Copy out the items below, starting with the line that contains "Each instance receives one keypoint. Annotate the white flagpole" and continuing through the last line. Reproduce each line without any change.

[DATASET RECORDS start]

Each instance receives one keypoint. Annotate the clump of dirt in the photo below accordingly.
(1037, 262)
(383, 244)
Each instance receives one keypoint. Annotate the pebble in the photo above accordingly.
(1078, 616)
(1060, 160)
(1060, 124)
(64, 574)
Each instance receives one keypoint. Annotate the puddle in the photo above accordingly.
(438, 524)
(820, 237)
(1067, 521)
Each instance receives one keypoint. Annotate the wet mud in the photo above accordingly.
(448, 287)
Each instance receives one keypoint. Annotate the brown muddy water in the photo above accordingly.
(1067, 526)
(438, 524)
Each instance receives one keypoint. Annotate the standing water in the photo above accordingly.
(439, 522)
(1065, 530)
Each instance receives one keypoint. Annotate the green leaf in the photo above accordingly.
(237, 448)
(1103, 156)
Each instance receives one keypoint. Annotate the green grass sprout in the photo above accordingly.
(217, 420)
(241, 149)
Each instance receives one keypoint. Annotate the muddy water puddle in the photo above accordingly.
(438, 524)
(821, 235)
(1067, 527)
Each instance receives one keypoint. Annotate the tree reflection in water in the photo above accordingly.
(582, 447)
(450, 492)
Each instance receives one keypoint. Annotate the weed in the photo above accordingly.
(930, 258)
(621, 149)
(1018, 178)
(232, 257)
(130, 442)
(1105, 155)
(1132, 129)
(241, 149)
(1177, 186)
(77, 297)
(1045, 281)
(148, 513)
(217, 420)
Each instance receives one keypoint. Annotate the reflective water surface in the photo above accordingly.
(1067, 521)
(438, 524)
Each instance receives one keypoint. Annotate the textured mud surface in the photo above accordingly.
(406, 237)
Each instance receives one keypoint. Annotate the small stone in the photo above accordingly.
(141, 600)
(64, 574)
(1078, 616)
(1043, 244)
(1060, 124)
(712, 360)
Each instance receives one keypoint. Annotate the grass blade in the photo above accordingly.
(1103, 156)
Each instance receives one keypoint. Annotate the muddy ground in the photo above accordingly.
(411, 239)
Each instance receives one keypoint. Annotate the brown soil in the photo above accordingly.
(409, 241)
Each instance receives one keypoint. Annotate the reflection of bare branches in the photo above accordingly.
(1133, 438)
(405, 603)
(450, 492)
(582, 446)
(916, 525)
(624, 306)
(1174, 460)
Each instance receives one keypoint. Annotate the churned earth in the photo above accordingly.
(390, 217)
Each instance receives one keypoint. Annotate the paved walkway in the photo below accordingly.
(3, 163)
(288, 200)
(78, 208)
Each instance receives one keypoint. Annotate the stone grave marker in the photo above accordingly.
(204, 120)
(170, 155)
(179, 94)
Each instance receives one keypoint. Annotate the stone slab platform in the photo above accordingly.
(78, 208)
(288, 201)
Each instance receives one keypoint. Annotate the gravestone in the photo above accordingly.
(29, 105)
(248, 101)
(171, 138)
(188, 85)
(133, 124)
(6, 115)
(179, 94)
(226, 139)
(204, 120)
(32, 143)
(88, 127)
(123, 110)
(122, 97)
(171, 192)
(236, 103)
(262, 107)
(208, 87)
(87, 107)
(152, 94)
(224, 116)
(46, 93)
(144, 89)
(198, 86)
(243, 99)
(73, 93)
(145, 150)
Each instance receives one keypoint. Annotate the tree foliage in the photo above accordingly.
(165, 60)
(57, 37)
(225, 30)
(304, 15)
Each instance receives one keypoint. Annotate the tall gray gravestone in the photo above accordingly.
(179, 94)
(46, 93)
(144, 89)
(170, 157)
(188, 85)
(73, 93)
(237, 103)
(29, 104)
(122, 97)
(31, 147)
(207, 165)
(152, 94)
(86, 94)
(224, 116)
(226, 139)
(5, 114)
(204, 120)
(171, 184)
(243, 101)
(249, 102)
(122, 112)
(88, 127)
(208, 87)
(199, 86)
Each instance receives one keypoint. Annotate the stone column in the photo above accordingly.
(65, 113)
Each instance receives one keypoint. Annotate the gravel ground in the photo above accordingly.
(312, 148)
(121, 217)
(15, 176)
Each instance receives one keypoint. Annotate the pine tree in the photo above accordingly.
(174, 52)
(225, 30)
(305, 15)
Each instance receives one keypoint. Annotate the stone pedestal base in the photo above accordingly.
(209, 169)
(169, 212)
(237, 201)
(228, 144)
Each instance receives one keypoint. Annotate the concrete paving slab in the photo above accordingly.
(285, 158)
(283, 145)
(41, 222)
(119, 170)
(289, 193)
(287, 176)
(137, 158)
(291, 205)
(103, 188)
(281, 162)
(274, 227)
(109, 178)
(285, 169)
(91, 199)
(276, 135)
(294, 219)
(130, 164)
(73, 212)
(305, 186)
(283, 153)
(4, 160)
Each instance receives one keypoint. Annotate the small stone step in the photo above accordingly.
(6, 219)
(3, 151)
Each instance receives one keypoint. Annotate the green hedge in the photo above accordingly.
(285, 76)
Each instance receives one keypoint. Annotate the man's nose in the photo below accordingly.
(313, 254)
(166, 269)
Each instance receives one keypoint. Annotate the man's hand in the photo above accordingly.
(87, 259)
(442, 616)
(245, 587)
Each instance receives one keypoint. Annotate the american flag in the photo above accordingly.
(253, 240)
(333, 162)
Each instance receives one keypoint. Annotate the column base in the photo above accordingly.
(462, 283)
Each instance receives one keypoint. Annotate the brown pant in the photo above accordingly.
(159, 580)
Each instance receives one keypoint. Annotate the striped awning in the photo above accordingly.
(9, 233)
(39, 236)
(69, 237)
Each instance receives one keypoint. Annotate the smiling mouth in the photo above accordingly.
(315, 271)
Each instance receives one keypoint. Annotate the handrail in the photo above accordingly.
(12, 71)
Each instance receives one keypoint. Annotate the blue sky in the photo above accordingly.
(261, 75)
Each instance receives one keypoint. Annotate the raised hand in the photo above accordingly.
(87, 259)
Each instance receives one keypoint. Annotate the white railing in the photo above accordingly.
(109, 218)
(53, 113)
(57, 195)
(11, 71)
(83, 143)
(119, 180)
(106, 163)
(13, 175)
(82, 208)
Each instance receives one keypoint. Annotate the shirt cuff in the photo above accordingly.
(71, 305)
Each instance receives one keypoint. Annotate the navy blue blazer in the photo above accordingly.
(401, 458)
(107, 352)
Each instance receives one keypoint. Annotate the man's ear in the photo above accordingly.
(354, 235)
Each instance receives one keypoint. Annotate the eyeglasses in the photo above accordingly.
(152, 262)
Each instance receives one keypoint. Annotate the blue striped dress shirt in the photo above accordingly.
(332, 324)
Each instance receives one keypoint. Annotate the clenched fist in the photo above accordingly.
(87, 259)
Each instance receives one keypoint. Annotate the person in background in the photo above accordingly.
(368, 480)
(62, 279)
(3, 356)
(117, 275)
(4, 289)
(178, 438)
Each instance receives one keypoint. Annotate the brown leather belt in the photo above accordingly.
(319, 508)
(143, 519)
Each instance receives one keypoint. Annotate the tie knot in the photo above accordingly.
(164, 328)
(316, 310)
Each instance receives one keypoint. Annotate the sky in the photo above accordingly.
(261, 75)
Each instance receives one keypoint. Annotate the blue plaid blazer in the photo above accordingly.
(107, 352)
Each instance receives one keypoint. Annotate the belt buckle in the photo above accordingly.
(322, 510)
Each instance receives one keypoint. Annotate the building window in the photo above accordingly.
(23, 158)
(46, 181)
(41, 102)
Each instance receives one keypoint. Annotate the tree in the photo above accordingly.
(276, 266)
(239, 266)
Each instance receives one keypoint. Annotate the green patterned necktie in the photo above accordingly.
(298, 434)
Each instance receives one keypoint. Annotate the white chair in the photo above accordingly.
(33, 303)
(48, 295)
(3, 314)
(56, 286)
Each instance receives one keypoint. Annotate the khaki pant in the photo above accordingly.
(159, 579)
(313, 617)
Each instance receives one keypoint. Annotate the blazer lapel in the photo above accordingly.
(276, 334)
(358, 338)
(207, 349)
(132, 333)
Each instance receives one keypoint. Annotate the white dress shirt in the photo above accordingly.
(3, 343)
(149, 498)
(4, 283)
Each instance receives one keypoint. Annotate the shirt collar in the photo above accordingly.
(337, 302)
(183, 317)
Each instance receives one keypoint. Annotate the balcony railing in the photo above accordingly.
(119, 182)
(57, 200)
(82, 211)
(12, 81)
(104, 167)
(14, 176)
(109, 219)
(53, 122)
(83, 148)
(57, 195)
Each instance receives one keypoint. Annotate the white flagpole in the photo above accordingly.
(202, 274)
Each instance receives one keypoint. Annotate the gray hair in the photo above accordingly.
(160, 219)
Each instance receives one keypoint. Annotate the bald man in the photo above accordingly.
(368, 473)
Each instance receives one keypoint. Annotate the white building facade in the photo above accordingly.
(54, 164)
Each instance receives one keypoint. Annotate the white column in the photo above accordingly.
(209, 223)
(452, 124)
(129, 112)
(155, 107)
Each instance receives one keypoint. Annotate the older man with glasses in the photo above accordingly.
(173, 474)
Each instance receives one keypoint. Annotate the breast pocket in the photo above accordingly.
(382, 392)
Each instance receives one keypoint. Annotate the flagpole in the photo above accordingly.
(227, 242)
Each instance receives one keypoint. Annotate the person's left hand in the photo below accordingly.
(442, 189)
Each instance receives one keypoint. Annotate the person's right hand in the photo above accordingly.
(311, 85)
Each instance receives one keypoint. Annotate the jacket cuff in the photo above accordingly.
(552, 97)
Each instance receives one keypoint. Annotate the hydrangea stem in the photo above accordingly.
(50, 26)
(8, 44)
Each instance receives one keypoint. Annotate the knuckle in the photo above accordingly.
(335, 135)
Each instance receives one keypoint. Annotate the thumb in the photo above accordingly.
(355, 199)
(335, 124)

[DATASET RECORDS end]

SOLUTION »
Each instance receives one keypoint. Annotate the white flagpole in the photo above accordingly.
(202, 274)
Each instance receives one keypoint. Annotate the gray hair in the photo above accordingly.
(160, 219)
Each instance receives one keypoint. Annotate the bald man in the photo above accordingly.
(368, 473)
Each instance receives one keypoint. Annotate the white building facade in the photo above accordingly.
(54, 164)
Each instance receives one keypoint. Annotate the white column in the photo above accordingly.
(209, 223)
(452, 124)
(129, 112)
(155, 107)
Each instance receives one keypoint. Annotate the older man with glasses in the photo above accordingly.
(173, 474)
Each instance receives one keypoint. Annotate the breast pocket in the photo above accordingly.
(382, 392)
Each instance receives one keypoint. Annotate the flagpole in the photo above accordingly.
(227, 242)
Each instance receives one keypoint. Annotate the person's left hand in the photo below accordingly.
(442, 189)
Each instance receives one keypoint. Annotate the person's right hand in the photo above accordingly.
(311, 85)
Each instance receives one keypoint. Annotate the jacket cuff in the photo above accordingly.
(552, 97)
Each instance receives one keypoint. Annotate the hydrangea stem in the photo above accordingly.
(50, 26)
(8, 44)
Each instance receives one keypoint. Annotate the knuckle in the photo above accordingly.
(335, 135)
Each instance receives one keypoint. Annotate the thumb in the photo above accordingly.
(355, 199)
(335, 124)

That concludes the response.